■ Source excerpt:
The more I talk to people online, the more I hear about the famous No Free Lunch Theorem (NFL theorem). Unfortunately, quite often people don’t really understand what the theorem is about, and what its implications are. In this post I’d like to share my view on the NFL theorem, and some other impossibility results.

### No Free Lunch Theorem Revisited

First, let’s formally state the NFL theorem. I’ll take theorem statement from the (freely available!) book *Understanding Machine Learning: From Theory to Algorithms* by Shai Shalev-Shwartz and Shai Ben-David.

In the nutshell, the theorem says that whatever learning algorithm you pick, there will always be a problem (=dataset + some metrics), that your particular algorithm is incapable of solving, even though in principle the problem could be solved (by some other algorithm, which would have its own kryptonite problem). More formally (I modified the statement to distill the notation):

Let \(A\) be any learning algorithm for the task of binary classification with respect to the 0−1 loss over a domain \(\mathcal{X}\) . Let \(m\) be any number smaller than \(|\mathcal{X}|/2\), representing a training set size. Then, there exists a distribution \(D\) over \(\mathcal{X} × \{0, 1\}\) such that:

- There exists a function \(f : \mathcal{X} \mapsto \{0, 1\}\) with \(\mathbb{P}(f(x) \not= y \mid (x, y) \sim D) = 0\).
- With probability of at least 1/7 over the choice of \(S \sim D^m\) we have that \(\mathbb{P}(A_S(x) \not= y \mid (x, y) \sim D) \ge 1/8\)

The idea of the proof is that if you have fixed training set and some nontrivial number of unseen examples, one can vary labels of these unseen examples arbitrarily. So, if your algorithm classifies some example correctly, there exists similar problem with the only difference being different ground truth label for this example. Essentially, for the same training set you can construct completely different test sets.

Location annotation dataset excerpts
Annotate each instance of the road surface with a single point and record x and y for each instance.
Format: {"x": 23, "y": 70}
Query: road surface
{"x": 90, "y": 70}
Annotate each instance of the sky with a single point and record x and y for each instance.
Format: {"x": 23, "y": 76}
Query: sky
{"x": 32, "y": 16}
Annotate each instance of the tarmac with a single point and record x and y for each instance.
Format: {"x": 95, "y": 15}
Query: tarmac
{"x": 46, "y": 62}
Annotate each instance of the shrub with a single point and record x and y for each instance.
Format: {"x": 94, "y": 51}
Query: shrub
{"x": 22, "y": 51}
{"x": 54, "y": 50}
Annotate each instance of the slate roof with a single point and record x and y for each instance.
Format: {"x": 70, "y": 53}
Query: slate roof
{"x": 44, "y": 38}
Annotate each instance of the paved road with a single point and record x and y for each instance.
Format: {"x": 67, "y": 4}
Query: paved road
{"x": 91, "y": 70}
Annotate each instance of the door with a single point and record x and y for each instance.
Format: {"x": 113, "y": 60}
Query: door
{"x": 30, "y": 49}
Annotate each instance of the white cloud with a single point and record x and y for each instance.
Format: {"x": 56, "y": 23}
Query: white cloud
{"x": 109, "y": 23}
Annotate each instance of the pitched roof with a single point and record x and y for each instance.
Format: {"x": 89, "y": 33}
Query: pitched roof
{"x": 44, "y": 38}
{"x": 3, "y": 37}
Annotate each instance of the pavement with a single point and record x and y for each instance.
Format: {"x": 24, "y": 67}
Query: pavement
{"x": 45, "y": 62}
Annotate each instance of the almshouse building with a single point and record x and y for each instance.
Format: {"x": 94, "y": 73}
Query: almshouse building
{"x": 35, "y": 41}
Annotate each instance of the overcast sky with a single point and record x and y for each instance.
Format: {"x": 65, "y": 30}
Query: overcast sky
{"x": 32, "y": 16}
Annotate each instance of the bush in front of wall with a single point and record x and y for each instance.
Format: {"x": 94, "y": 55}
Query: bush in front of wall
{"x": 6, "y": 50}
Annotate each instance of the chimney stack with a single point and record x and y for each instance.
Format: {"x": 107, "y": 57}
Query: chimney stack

■ Task set:
(A) Give every quantity in the formal statement of the theorem in the No Free Lunch text that is written with a slash.
(B) Please scale the records from the line containing "Annotate each instance of the overcast" through the end of the records, both ends included. Reproduce every line with its request, multiply each point coordinate in the answers by 1.35, and round to whole numbers with halves rounded up.
The text and the records do not depend on each other.

■ In response:
(A)
- |𝒳|/2
- 1/7
- 1/8

(B)
Annotate each instance of the overcast sky with a single point and record x and y for each instance.
Format: {"x": 65, "y": 30}
Query: overcast sky
{"x": 43, "y": 22}
Annotate each instance of the bush in front of wall with a single point and record x and y for each instance.
Format: {"x": 94, "y": 55}
Query: bush in front of wall
{"x": 8, "y": 68}
Annotate each instance of the chimney stack with a single point and record x and y for each instance.
Format: {"x": 107, "y": 57}
Query: chimney stack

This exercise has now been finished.